What needs to be done -> Write out again only the lines running from the one that contains "Target: pant leg" to the end of the records below, including both the first and the last.

Information given ->
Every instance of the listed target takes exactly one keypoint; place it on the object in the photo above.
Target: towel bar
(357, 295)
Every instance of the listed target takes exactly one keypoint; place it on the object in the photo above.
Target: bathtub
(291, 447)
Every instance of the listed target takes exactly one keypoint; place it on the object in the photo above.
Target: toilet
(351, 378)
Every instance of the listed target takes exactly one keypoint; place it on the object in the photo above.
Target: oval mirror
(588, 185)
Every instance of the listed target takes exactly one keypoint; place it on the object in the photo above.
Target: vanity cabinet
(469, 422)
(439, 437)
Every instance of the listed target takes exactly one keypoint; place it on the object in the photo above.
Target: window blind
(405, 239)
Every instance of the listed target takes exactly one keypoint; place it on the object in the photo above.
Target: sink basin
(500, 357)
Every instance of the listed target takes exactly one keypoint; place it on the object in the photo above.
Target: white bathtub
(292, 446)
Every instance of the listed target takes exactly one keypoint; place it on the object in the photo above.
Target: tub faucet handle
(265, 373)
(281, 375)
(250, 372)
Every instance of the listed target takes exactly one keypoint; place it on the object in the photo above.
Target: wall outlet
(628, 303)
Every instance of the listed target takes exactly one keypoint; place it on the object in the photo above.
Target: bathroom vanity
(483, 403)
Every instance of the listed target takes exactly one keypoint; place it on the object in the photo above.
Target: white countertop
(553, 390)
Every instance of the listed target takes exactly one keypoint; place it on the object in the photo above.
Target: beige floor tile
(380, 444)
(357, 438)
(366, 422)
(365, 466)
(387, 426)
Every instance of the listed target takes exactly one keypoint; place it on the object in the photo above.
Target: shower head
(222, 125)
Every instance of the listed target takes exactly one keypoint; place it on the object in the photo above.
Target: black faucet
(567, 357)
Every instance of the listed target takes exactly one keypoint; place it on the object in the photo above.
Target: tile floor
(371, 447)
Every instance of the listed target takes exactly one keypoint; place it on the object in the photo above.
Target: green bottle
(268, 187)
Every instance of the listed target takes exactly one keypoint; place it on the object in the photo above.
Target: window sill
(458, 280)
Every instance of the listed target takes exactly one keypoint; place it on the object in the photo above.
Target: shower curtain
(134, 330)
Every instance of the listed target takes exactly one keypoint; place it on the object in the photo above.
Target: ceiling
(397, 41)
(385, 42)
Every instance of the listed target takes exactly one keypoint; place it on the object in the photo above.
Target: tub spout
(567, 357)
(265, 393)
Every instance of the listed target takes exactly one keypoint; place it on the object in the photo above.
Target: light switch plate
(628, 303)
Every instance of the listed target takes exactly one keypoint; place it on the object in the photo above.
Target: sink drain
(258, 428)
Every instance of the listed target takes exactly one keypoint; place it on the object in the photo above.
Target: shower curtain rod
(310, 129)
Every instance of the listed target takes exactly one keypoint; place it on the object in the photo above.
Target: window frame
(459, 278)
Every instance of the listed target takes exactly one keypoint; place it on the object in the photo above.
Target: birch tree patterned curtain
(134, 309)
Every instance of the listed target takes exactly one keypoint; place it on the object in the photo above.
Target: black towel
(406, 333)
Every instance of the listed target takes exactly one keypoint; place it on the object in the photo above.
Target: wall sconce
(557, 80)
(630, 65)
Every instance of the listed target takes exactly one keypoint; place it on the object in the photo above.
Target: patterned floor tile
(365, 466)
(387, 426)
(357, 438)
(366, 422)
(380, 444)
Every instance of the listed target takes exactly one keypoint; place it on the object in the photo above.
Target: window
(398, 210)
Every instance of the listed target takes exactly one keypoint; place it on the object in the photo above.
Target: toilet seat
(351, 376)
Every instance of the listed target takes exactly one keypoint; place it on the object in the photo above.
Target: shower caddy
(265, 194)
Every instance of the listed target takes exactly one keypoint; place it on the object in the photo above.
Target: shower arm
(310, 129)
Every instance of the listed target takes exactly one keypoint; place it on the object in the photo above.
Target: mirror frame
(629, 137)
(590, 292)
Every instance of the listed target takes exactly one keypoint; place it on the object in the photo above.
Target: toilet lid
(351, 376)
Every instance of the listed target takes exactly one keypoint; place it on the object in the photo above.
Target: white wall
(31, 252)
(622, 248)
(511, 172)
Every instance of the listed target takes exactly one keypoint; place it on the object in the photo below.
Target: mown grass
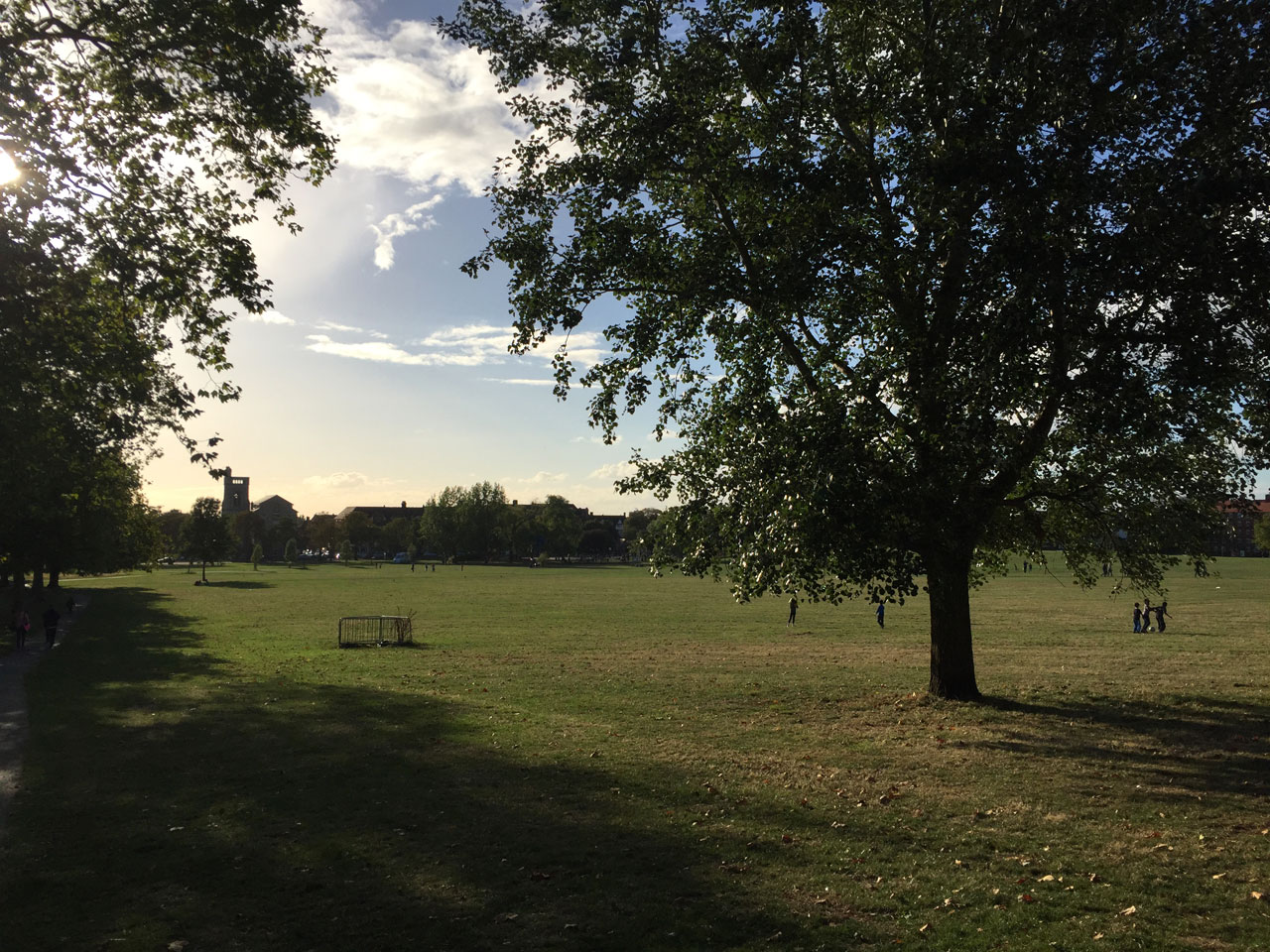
(595, 760)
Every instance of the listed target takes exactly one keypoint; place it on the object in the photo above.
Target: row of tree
(474, 524)
(145, 136)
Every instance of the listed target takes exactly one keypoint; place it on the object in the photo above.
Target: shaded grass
(597, 760)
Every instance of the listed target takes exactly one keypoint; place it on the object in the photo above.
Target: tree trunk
(948, 578)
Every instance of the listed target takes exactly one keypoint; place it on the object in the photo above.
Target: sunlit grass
(593, 758)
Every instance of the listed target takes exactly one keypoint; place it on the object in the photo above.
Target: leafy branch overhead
(916, 286)
(145, 135)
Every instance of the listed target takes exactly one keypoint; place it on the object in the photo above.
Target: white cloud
(398, 225)
(338, 481)
(470, 345)
(344, 327)
(270, 317)
(411, 103)
(384, 352)
(613, 471)
(597, 440)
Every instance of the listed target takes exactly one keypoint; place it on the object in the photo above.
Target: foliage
(636, 530)
(915, 289)
(398, 535)
(561, 526)
(249, 531)
(206, 534)
(1261, 532)
(148, 135)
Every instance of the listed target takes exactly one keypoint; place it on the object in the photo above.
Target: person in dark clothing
(51, 620)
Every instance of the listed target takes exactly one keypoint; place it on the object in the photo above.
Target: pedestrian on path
(21, 626)
(51, 617)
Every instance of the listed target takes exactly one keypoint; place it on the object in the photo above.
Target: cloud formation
(468, 345)
(409, 103)
(338, 481)
(613, 471)
(398, 225)
(270, 317)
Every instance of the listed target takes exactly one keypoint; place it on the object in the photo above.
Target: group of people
(880, 613)
(19, 624)
(1142, 616)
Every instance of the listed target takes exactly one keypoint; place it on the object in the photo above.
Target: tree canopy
(916, 285)
(145, 135)
(206, 534)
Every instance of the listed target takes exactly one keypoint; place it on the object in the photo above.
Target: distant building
(238, 497)
(273, 509)
(1241, 517)
(382, 515)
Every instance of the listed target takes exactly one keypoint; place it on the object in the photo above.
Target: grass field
(597, 760)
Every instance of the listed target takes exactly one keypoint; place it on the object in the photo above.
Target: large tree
(916, 284)
(206, 532)
(146, 134)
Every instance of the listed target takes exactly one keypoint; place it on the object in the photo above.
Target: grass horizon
(608, 761)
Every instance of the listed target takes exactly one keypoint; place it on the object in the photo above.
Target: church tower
(238, 498)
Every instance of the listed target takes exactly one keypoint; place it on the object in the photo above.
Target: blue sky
(382, 373)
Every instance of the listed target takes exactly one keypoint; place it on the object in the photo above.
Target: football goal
(375, 630)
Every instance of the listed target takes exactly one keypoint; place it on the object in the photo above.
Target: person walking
(51, 617)
(21, 626)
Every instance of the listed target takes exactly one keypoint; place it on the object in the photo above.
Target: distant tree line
(460, 524)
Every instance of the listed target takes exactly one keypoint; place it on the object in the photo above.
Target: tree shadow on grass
(171, 800)
(1193, 744)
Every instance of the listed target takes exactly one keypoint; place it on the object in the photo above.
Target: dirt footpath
(13, 697)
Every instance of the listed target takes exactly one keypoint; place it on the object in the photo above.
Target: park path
(13, 699)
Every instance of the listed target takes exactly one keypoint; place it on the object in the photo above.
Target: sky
(381, 375)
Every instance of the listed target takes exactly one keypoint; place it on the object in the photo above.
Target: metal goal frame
(375, 630)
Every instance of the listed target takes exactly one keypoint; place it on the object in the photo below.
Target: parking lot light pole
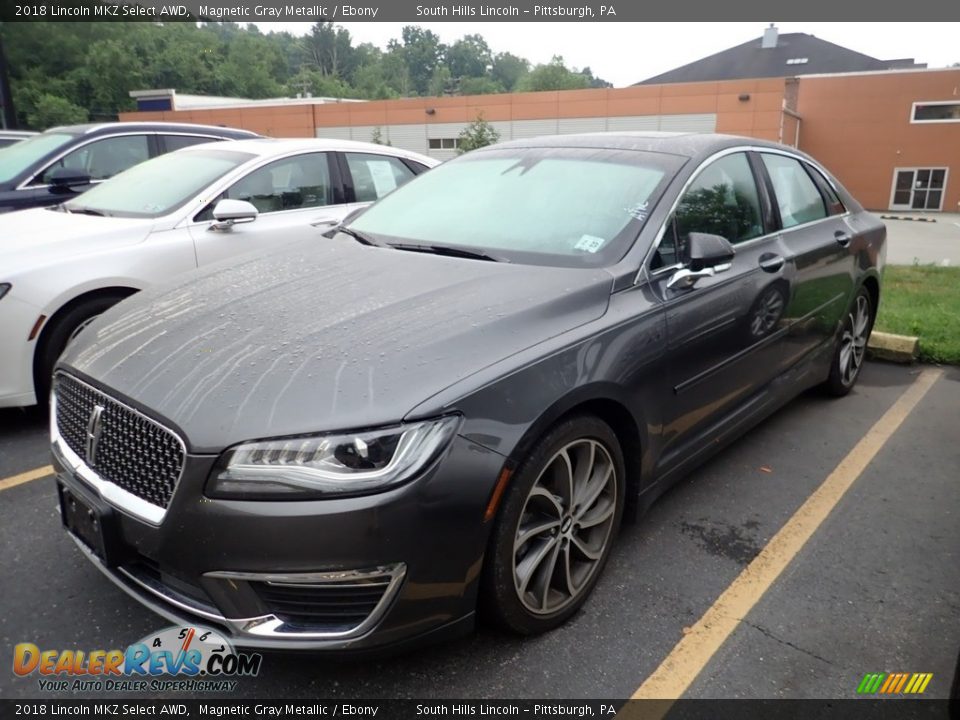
(8, 116)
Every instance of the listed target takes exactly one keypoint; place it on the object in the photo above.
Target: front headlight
(336, 464)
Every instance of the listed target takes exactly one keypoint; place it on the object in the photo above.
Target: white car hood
(32, 238)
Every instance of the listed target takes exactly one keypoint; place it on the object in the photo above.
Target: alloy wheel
(565, 526)
(853, 342)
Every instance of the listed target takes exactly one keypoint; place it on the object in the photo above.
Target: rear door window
(177, 142)
(293, 183)
(376, 175)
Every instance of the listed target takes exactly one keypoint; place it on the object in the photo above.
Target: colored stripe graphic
(894, 683)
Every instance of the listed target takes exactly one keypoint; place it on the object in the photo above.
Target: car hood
(323, 335)
(35, 237)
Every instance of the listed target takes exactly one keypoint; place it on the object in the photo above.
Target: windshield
(552, 206)
(21, 156)
(159, 186)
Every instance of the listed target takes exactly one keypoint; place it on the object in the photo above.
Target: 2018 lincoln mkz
(448, 405)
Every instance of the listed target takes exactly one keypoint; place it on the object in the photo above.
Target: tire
(851, 345)
(57, 335)
(534, 579)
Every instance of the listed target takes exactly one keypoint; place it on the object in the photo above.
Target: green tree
(422, 51)
(469, 56)
(441, 83)
(552, 76)
(507, 70)
(477, 134)
(50, 110)
(479, 86)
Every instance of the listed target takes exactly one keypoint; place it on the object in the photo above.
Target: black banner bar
(414, 11)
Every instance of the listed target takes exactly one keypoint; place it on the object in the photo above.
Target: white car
(62, 266)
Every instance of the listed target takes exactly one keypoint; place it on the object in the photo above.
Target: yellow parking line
(29, 475)
(681, 667)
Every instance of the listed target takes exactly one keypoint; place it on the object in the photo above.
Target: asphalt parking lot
(688, 600)
(922, 241)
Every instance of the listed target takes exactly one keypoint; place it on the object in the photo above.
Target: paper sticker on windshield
(589, 243)
(382, 175)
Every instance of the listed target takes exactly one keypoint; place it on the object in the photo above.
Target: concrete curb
(895, 348)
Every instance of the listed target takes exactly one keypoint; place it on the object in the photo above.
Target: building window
(936, 112)
(444, 143)
(918, 188)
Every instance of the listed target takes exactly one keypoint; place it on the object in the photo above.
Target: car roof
(103, 128)
(684, 144)
(266, 147)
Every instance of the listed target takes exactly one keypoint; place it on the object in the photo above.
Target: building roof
(775, 55)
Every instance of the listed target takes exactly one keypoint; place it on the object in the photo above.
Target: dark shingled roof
(750, 60)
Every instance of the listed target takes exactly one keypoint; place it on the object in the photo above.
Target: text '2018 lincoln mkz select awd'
(449, 404)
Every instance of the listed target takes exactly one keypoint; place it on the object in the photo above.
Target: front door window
(918, 188)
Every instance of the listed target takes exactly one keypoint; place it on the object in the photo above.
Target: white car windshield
(159, 186)
(23, 155)
(554, 206)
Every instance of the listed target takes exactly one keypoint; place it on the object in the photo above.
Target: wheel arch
(601, 401)
(120, 292)
(871, 281)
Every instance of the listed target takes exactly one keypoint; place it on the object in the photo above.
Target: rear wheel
(62, 330)
(851, 347)
(554, 531)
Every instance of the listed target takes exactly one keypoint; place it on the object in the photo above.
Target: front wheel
(553, 534)
(851, 348)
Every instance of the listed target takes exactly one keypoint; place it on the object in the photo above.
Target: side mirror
(228, 213)
(64, 180)
(708, 255)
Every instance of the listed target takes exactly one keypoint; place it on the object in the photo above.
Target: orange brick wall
(859, 127)
(757, 117)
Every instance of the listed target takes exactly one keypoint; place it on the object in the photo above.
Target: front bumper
(399, 566)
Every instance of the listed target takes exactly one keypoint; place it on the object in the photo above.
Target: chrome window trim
(746, 243)
(123, 500)
(26, 183)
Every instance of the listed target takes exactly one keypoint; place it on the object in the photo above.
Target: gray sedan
(450, 404)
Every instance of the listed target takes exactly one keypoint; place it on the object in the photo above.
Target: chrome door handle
(769, 262)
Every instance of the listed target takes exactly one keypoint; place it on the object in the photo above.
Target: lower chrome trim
(272, 626)
(265, 630)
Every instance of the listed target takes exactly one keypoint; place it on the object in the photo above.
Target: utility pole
(8, 116)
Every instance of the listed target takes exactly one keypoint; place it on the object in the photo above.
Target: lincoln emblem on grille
(93, 434)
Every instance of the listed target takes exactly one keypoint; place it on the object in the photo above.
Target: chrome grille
(132, 452)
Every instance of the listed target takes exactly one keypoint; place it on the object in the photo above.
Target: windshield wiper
(449, 250)
(85, 211)
(358, 236)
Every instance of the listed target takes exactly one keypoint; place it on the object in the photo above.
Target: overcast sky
(624, 53)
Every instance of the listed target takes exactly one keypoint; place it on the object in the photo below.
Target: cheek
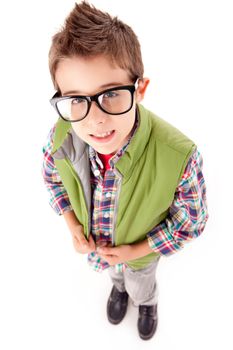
(78, 129)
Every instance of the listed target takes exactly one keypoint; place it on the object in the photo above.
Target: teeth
(104, 134)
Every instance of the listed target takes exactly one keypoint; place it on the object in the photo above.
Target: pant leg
(141, 284)
(117, 278)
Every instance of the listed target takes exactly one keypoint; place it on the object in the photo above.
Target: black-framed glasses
(115, 101)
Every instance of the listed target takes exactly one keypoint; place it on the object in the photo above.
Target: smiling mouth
(103, 137)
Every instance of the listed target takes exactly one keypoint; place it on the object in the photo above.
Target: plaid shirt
(187, 214)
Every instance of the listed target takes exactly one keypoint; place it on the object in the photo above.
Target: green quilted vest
(151, 170)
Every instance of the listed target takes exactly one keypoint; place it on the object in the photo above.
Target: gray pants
(139, 284)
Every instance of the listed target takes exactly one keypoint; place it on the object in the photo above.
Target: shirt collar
(95, 158)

Task response ->
Target: pant leg
(141, 284)
(117, 278)
Every instance of the listed target takes exactly one keypoint; place it on the object in the photo above.
Target: black-framed glasses
(115, 101)
Every instance of the listed target takes exactly one keypoint; place it on the object in the photo above.
Target: smiling mouth
(103, 137)
Every instance of the listed target takes exactly one keypoint; place it on the object in the photo above.
Target: plaid shirt
(187, 214)
Every instance of the listed target takes exactly one keypoint; place it on the object in the photo above.
Target: green quilted vest
(151, 170)
Every instance of the listed target takes exactly one keypoint; place it on the object in the photo above.
Target: gray pants
(139, 284)
Every instance of the listed target takes exactly one keypoint; place it on the object in the photo above.
Target: shirt collar
(95, 158)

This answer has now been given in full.